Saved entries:
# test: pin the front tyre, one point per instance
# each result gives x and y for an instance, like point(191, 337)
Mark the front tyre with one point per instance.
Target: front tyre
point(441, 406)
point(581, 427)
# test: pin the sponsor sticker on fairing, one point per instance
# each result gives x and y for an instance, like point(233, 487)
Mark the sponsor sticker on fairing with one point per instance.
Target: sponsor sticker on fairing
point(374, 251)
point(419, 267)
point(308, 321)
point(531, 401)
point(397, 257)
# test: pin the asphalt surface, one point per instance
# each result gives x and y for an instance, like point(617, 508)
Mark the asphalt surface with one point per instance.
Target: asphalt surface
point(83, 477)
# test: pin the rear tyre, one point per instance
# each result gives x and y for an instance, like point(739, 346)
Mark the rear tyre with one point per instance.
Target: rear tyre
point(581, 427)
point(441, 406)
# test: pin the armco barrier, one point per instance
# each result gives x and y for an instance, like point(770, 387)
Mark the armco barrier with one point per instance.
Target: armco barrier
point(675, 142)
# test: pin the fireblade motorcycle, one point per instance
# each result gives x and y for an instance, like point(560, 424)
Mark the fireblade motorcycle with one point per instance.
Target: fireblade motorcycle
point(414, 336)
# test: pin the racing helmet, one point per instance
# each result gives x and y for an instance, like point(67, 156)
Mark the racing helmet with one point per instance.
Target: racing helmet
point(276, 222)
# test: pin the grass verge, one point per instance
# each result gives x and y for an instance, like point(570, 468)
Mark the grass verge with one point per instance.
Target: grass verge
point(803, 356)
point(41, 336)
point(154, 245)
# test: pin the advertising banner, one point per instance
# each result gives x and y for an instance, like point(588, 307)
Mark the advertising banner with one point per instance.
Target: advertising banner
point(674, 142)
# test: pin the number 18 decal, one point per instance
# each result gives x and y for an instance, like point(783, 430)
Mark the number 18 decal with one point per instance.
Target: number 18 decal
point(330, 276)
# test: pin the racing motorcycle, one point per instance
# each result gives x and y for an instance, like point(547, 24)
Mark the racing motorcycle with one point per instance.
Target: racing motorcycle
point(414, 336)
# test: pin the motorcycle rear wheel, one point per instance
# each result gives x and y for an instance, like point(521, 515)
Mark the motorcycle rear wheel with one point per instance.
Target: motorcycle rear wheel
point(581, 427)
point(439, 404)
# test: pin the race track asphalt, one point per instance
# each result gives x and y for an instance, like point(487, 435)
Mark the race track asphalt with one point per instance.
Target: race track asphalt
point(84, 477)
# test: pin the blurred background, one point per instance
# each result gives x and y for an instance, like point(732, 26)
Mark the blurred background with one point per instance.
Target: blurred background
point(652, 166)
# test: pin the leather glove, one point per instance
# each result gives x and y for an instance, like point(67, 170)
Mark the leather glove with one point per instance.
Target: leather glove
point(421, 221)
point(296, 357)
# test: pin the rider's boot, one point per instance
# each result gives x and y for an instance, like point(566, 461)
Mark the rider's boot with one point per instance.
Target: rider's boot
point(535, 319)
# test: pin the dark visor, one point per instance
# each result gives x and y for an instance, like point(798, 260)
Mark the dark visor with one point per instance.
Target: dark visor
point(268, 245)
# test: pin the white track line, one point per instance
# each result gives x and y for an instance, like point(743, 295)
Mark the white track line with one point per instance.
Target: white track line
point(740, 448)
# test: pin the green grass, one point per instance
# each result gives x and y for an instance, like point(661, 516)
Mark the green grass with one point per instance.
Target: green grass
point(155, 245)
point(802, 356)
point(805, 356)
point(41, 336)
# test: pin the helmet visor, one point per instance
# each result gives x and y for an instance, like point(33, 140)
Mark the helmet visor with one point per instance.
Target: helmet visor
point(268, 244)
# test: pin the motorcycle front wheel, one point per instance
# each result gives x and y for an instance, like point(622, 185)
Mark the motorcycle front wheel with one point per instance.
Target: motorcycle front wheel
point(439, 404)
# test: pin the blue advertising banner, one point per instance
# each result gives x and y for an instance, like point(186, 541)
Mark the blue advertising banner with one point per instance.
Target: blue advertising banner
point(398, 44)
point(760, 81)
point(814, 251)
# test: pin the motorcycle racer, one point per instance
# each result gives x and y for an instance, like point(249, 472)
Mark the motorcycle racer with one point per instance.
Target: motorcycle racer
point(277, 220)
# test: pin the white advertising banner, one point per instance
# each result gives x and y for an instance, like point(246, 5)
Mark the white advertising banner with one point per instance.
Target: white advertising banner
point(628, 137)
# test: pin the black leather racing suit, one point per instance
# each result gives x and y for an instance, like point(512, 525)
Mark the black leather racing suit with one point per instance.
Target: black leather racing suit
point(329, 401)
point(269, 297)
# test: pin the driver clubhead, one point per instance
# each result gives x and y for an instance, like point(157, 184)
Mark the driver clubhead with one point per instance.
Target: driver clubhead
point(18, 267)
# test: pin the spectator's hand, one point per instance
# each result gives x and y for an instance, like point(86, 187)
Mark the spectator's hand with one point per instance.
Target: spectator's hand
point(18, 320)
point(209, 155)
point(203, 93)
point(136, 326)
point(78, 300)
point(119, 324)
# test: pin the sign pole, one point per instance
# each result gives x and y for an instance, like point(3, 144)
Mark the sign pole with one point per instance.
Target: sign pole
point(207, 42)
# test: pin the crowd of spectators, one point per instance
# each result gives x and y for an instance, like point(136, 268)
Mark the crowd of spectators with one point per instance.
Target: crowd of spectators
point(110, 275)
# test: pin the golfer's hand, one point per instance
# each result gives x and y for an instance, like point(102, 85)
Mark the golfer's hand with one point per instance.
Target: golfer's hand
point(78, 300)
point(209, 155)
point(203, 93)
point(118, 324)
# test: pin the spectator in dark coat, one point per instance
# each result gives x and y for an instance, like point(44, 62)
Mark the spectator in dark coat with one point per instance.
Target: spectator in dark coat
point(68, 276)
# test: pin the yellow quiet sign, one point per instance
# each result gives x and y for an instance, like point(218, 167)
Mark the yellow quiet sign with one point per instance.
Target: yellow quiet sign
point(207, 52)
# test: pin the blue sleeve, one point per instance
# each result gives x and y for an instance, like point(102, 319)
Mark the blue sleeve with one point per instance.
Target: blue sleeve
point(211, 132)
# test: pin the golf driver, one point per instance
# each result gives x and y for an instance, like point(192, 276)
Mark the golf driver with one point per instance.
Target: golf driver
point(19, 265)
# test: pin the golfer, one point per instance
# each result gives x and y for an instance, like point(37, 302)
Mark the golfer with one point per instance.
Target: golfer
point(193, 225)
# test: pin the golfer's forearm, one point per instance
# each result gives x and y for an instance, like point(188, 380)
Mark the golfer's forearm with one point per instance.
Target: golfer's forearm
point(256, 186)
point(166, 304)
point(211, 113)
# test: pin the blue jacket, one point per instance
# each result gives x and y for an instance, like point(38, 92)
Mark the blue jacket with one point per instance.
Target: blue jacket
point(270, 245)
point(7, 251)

**What to do**
Repeat the records exactly, leaving out none of them.

**Your response**
# test: pin the front tyre, one point per instance
# each result gives x and y for an instance, like point(191, 337)
Mark the front tyre with one point per instance.
Target: front tyre
point(441, 406)
point(581, 427)
# test: pin the sponsor sticker on fairing, one point per instance
# each result gives x and y for an instance, like point(233, 487)
Mark the sponsor sticker on fairing with one point per instance.
Target: sponsor sticker on fairing
point(374, 251)
point(419, 267)
point(308, 321)
point(531, 401)
point(397, 257)
# test: pin the asphalt surface, one point per instance
# each result gives x and y for an instance, like point(617, 508)
Mark the asphalt surface with one point per instance.
Target: asphalt surface
point(83, 477)
# test: pin the rear tyre, one point per instance
# each result gives x and y for an instance, like point(739, 346)
Mark the rear tyre with one point per instance.
Target: rear tyre
point(581, 427)
point(441, 406)
# test: pin the armco barrier, one point per instance
# each result gives x and y for an instance, like point(770, 387)
Mark the armco barrier with one point per instance.
Target: armco barrier
point(675, 142)
# test: pin the fireblade motorcycle, one point per instance
# each result gives x and y for an instance, like point(560, 424)
Mark the fireblade motorcycle with one point per instance.
Target: fireblade motorcycle
point(414, 336)
# test: pin the racing helmet, one point per instance
# each result gives x and y for an instance, like point(67, 156)
Mark the racing helmet with one point per instance.
Target: racing helmet
point(276, 222)
# test: pin the grass verge, one point per instance
# each result gives x and y for an instance, like point(570, 468)
Mark the grass verge with one point per instance.
Target: grass verge
point(803, 356)
point(41, 336)
point(154, 245)
# test: pin the advertising banner, one point per instance
# each result gives x and y for an instance, like point(588, 307)
Mark the advertising banner with one point per instance.
Target: advertising banner
point(674, 142)
# test: pin the number 18 decal, one point per instance
# each result gives x and y for an instance, like point(783, 430)
Mark the number 18 decal with one point per instance.
Target: number 18 decal
point(330, 276)
# test: pin the racing motorcycle, one point per instance
# each result gives x and y for an instance, like point(547, 24)
Mark the racing motorcycle with one point per instance.
Target: racing motorcycle
point(414, 336)
# test: pin the motorcycle rear wheel, one point per instance
# each result gives x and y for an instance, like point(521, 515)
Mark the motorcycle rear wheel with one point per instance.
Target: motorcycle rear wheel
point(581, 427)
point(439, 404)
# test: pin the race track asphalt, one point per instance
# each result gives x and y for an instance, like point(487, 435)
Mark the race track asphalt with one point per instance.
Target: race track asphalt
point(84, 477)
# test: pin the blurred background, one point per instance
# each result gives x and y for an instance, like point(732, 26)
Mark the blurred background with one point per instance.
Target: blurred background
point(652, 166)
# test: pin the leather glove, one point per instance
# each result gives x and y for an instance, like point(67, 170)
Mark the leather glove with one point per instance.
Target: leather glove
point(421, 221)
point(296, 357)
# test: pin the rider's boot, one point per instance
# each result gives x and y for an instance, like point(566, 461)
Mark the rider's boot with one point per instance.
Target: rider's boot
point(535, 319)
# test: pin the dark visor, one point per instance
# each result gives x and y for an instance, like point(798, 260)
Mark the dark visor with one point per instance.
Target: dark visor
point(268, 245)
# test: pin the white track line, one point per instance
# each result gives x and y for an instance, like point(743, 295)
Mark the white track line with one point per instance.
Target: white track line
point(740, 448)
# test: pin the green grass, one point per instance
# each result gives x and y for an instance, like point(661, 516)
Mark the green grass with one point per instance.
Target: green grass
point(155, 245)
point(802, 356)
point(805, 356)
point(41, 336)
# test: pin the helmet visor, one point per instance
# each result gives x and y for an instance, like point(33, 140)
Mark the helmet visor with one point per instance.
Target: helmet visor
point(268, 244)
# test: pin the motorcycle front wheel, one point per instance
# each result gives x and y for an instance, like point(622, 185)
Mark the motorcycle front wheel with one point per instance.
Target: motorcycle front wheel
point(439, 404)
# test: pin the blue advertising banner, one point per instance
# each result gives x and y for an instance, like point(186, 541)
Mark the blue advertising banner with one point per instance.
Target: blue advertising banner
point(398, 44)
point(760, 81)
point(814, 251)
# test: pin the motorcycle racer, one point per instance
# each result gives x and y for an instance, like point(249, 472)
Mark the motorcycle racer with one point per instance.
Target: motorcycle racer
point(277, 220)
# test: pin the white advertising banner, one point per instance
# each result gives x and y for an instance, like point(246, 5)
Mark the white advertising banner with one point per instance.
Target: white advertising banner
point(628, 137)
# test: pin the black leather racing suit, one point per instance
# each result gives x and y for an instance, like point(512, 525)
Mark the black leather racing suit with one point per instance.
Target: black leather racing suit
point(329, 401)
point(269, 297)
# test: pin the driver clubhead, one point per instance
# each result gives x and y for an instance, like point(157, 184)
Mark the driver clubhead with one point per instance.
Target: driver clubhead
point(18, 267)
# test: pin the spectator's hand, one point per instance
# each result gives x and y for an instance, like point(86, 187)
Mark the spectator's hand with one point per instance.
Target: spectator's hand
point(18, 320)
point(209, 155)
point(203, 93)
point(136, 326)
point(78, 300)
point(119, 324)
# test: pin the sign pole, one point per instance
# each result gives x and y for an instance, like point(3, 144)
Mark the sign pole with one point per instance.
Target: sign pole
point(207, 42)
# test: pin the crowd of spectators, one point per instance
# each result gives x and y for an instance, like point(136, 268)
Mark the crowd of spectators with one point per instance.
Target: crowd of spectators
point(110, 275)
# test: pin the golfer's hand, one point per instance
# each result gives x and y for an instance, like point(102, 85)
Mark the golfer's hand with one point per instance.
Target: golfer's hand
point(78, 300)
point(209, 155)
point(203, 93)
point(118, 324)
# test: pin the spectator in dark coat, one point per instance
# each result gives x and y for an instance, like point(44, 62)
Mark the spectator in dark coat with one point per instance.
Target: spectator in dark coat
point(68, 276)
# test: pin the yellow quiet sign, one point per instance
# each result gives x and y for an instance, like point(218, 167)
Mark the yellow quiet sign with one point per instance.
Target: yellow quiet sign
point(207, 52)
# test: pin the blue sleeve, one point per instance
# each result gives x and y for an instance, like point(102, 319)
Mark the blue sleeve with one point per instance.
Target: blue sleeve
point(211, 132)
# test: pin the golf driver, one point per instance
# each result gives x and y for an instance, like point(192, 276)
Mark the golf driver with one point per instance.
Target: golf driver
point(19, 265)
# test: pin the golfer, one point per instance
# each result gives x and y for an instance, like point(37, 302)
Mark the golfer with one point per instance.
Target: golfer
point(193, 225)
# test: pin the golfer's forearm, one point per instance
# each result gives x and y for an instance, like point(188, 380)
Mark the golfer's forearm with one point per instance.
Target: golfer's forearm
point(256, 186)
point(166, 304)
point(211, 113)
# test: pin the blue jacket, one point per instance
# each result gives x and y for an instance, like point(38, 92)
Mark the blue jacket with one point per instance.
Target: blue jacket
point(270, 245)
point(7, 251)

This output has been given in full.